→ **WORK ITEM**
Copy all of the records below word for word, leaving the pictures out.

Items from a data source:
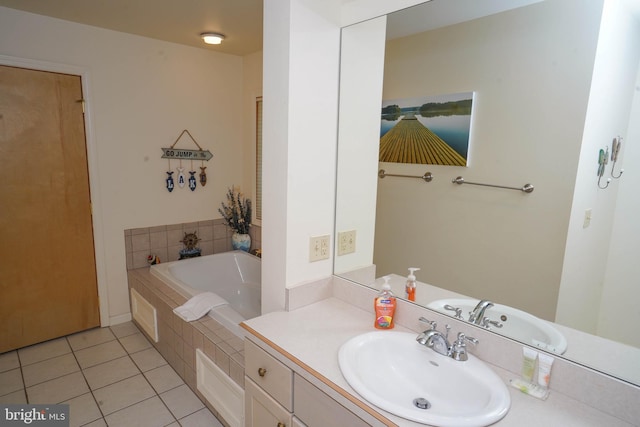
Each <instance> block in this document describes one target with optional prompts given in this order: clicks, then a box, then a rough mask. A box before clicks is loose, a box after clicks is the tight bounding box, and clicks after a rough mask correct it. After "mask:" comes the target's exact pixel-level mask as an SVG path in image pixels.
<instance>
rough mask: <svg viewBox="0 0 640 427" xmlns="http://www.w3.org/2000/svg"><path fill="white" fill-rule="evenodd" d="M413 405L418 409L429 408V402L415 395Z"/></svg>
mask: <svg viewBox="0 0 640 427" xmlns="http://www.w3.org/2000/svg"><path fill="white" fill-rule="evenodd" d="M413 405H414V406H415V407H416V408H418V409H429V408H431V403H429V401H428V400H427V399H425V398H424V397H417V398H415V399H413Z"/></svg>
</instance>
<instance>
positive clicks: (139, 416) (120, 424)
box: [105, 396, 175, 427]
mask: <svg viewBox="0 0 640 427" xmlns="http://www.w3.org/2000/svg"><path fill="white" fill-rule="evenodd" d="M105 419H106V421H107V424H108V425H109V427H131V426H136V427H159V426H165V425H167V424H170V423H171V422H173V421H175V418H174V417H173V415H171V412H169V410H168V409H167V407H166V406H164V404H163V403H162V401H161V400H160V399H159V398H158V396H154V397H152V398H151V399H147V400H145V401H143V402H140V403H137V404H135V405H132V406H129V407H127V408H124V409H122V410H120V411H117V412H114V413H112V414H109V415H107V416H106V417H105Z"/></svg>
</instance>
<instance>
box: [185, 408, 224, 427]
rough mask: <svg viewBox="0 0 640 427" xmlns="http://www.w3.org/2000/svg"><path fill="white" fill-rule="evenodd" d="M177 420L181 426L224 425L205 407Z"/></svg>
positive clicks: (197, 426) (198, 426)
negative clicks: (178, 421)
mask: <svg viewBox="0 0 640 427" xmlns="http://www.w3.org/2000/svg"><path fill="white" fill-rule="evenodd" d="M179 421H180V425H181V426H182V427H224V426H223V424H222V423H221V422H220V421H218V419H217V418H216V417H214V416H213V414H212V413H211V411H209V410H208V409H207V408H204V409H201V410H199V411H198V412H195V413H193V414H191V415H188V416H186V417H184V418H181V419H180V420H179Z"/></svg>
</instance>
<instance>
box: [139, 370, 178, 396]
mask: <svg viewBox="0 0 640 427" xmlns="http://www.w3.org/2000/svg"><path fill="white" fill-rule="evenodd" d="M144 376H145V377H146V378H147V381H149V383H150V384H151V386H152V387H153V388H154V389H155V391H156V393H158V394H160V393H164V392H165V391H168V390H171V389H172V388H176V387H178V386H181V385H182V384H184V381H182V378H180V376H179V375H178V374H177V373H176V371H174V370H173V368H172V367H171V366H169V365H164V366H160V367H159V368H155V369H152V370H150V371H147V372H145V373H144Z"/></svg>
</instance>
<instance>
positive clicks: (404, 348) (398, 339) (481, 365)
mask: <svg viewBox="0 0 640 427" xmlns="http://www.w3.org/2000/svg"><path fill="white" fill-rule="evenodd" d="M417 335H418V334H416V333H408V332H396V331H374V332H369V333H366V334H362V335H358V336H356V337H354V338H352V339H350V340H349V341H347V342H346V343H345V344H343V345H342V347H341V348H340V352H339V354H338V359H339V363H340V369H341V371H342V374H343V375H344V377H345V379H346V380H347V382H348V383H349V385H351V387H353V389H354V390H355V391H356V392H357V393H358V394H360V396H362V398H364V399H365V400H367V401H368V402H369V403H371V404H373V405H375V406H377V407H379V408H380V409H383V410H385V411H388V412H390V413H392V414H395V415H397V416H399V417H402V418H405V419H408V420H412V421H417V422H419V423H424V424H429V425H433V426H443V427H446V426H459V427H463V426H486V425H489V424H492V423H495V422H496V421H498V420H500V419H501V418H502V417H504V416H505V415H506V414H507V411H508V410H509V406H510V404H511V398H510V396H509V391H508V390H507V387H506V385H505V383H504V382H503V381H502V380H501V379H500V377H498V375H497V374H496V373H495V372H494V371H492V370H491V369H490V368H489V367H488V366H487V365H485V364H484V363H483V362H482V361H480V360H479V359H478V358H476V357H474V356H473V355H471V354H470V355H469V360H467V361H464V362H460V361H456V360H454V359H452V358H450V357H446V356H443V355H440V354H438V353H436V352H435V351H433V350H432V349H430V348H427V347H425V346H424V345H421V344H418V343H417V342H416V337H417ZM415 399H425V400H426V401H428V402H429V404H430V408H429V409H420V408H418V407H417V406H416V405H415V404H414V400H415Z"/></svg>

→ **EXERCISE ANSWER**
Each <instance> block in this document describes one target with optional prompts given in this order: clicks, then a box, then a rough mask. A box before clicks is loose, a box after clicks is the tight bounding box, and clicks after a rough mask correct it. After "mask:" comes the target's exact pixel-level mask as an SVG path in image pixels.
<instance>
rough mask: <svg viewBox="0 0 640 427" xmlns="http://www.w3.org/2000/svg"><path fill="white" fill-rule="evenodd" d="M413 405L418 409L429 408V402L415 395Z"/></svg>
mask: <svg viewBox="0 0 640 427" xmlns="http://www.w3.org/2000/svg"><path fill="white" fill-rule="evenodd" d="M413 405H414V406H415V407H416V408H418V409H429V408H431V403H429V401H428V400H427V399H425V398H424V397H417V398H415V399H413Z"/></svg>
</instance>
<instance>
positive clicks: (139, 416) (120, 424)
box: [105, 396, 175, 427]
mask: <svg viewBox="0 0 640 427" xmlns="http://www.w3.org/2000/svg"><path fill="white" fill-rule="evenodd" d="M105 419H106V421H107V424H108V425H109V427H131V426H136V427H159V426H165V425H167V424H170V423H171V422H173V421H175V418H174V417H173V415H171V412H169V410H168V409H167V407H166V406H164V404H163V403H162V401H161V400H160V399H159V398H158V396H154V397H152V398H151V399H147V400H145V401H143V402H140V403H137V404H135V405H132V406H129V407H127V408H124V409H122V410H120V411H117V412H114V413H112V414H109V415H107V416H106V417H105Z"/></svg>
</instance>
<instance>
box: [185, 408, 224, 427]
rough mask: <svg viewBox="0 0 640 427" xmlns="http://www.w3.org/2000/svg"><path fill="white" fill-rule="evenodd" d="M177 420L181 426L224 425L205 407Z"/></svg>
positive clicks: (197, 426) (198, 426)
negative clicks: (178, 421)
mask: <svg viewBox="0 0 640 427" xmlns="http://www.w3.org/2000/svg"><path fill="white" fill-rule="evenodd" d="M179 421H180V425H181V426H182V427H224V426H223V424H222V423H221V422H220V421H218V419H217V418H216V417H214V416H213V414H212V413H211V411H209V410H208V409H207V408H204V409H201V410H199V411H198V412H195V413H193V414H191V415H188V416H186V417H184V418H181V419H180V420H179Z"/></svg>
</instance>
<instance>
box: [139, 370, 178, 396]
mask: <svg viewBox="0 0 640 427" xmlns="http://www.w3.org/2000/svg"><path fill="white" fill-rule="evenodd" d="M144 376H145V377H146V378H147V381H149V383H150V384H151V386H152V387H153V388H154V389H155V391H156V393H158V394H160V393H164V392H165V391H168V390H171V389H172V388H176V387H178V386H181V385H182V384H184V381H182V378H180V376H179V375H178V374H177V373H176V371H174V370H173V368H172V367H171V366H169V365H164V366H160V367H159V368H155V369H152V370H150V371H147V372H145V373H144Z"/></svg>
</instance>
<instance>
positive clicks: (404, 348) (398, 339) (481, 365)
mask: <svg viewBox="0 0 640 427" xmlns="http://www.w3.org/2000/svg"><path fill="white" fill-rule="evenodd" d="M417 335H418V334H416V333H408V332H396V331H374V332H369V333H366V334H362V335H358V336H356V337H354V338H352V339H350V340H349V341H347V342H346V343H345V344H343V345H342V347H341V348H340V352H339V354H338V359H339V363H340V369H341V371H342V374H343V375H344V377H345V379H346V380H347V382H348V383H349V385H351V387H353V389H354V390H355V391H356V392H357V393H358V394H360V396H362V398H364V399H365V400H367V401H368V402H369V403H371V404H373V405H375V406H377V407H379V408H380V409H383V410H385V411H388V412H390V413H392V414H395V415H397V416H399V417H402V418H405V419H408V420H412V421H417V422H419V423H424V424H429V425H433V426H443V427H446V426H459V427H463V426H486V425H489V424H492V423H495V422H496V421H498V420H500V419H501V418H502V417H504V416H505V415H506V414H507V411H508V410H509V406H510V404H511V398H510V396H509V391H508V390H507V387H506V385H505V383H504V382H503V381H502V380H501V379H500V377H498V375H497V374H496V373H495V372H494V371H492V370H491V369H490V368H489V367H488V366H487V365H485V364H484V363H483V362H482V361H480V360H479V359H478V358H476V357H474V356H473V355H471V354H470V355H469V360H467V361H464V362H460V361H456V360H454V359H452V358H450V357H446V356H443V355H440V354H438V353H436V352H435V351H433V350H432V349H430V348H427V347H425V346H424V345H421V344H418V343H417V342H416V337H417ZM415 399H425V400H426V401H428V402H429V404H430V408H429V409H420V408H418V407H417V406H416V405H415V404H414V400H415Z"/></svg>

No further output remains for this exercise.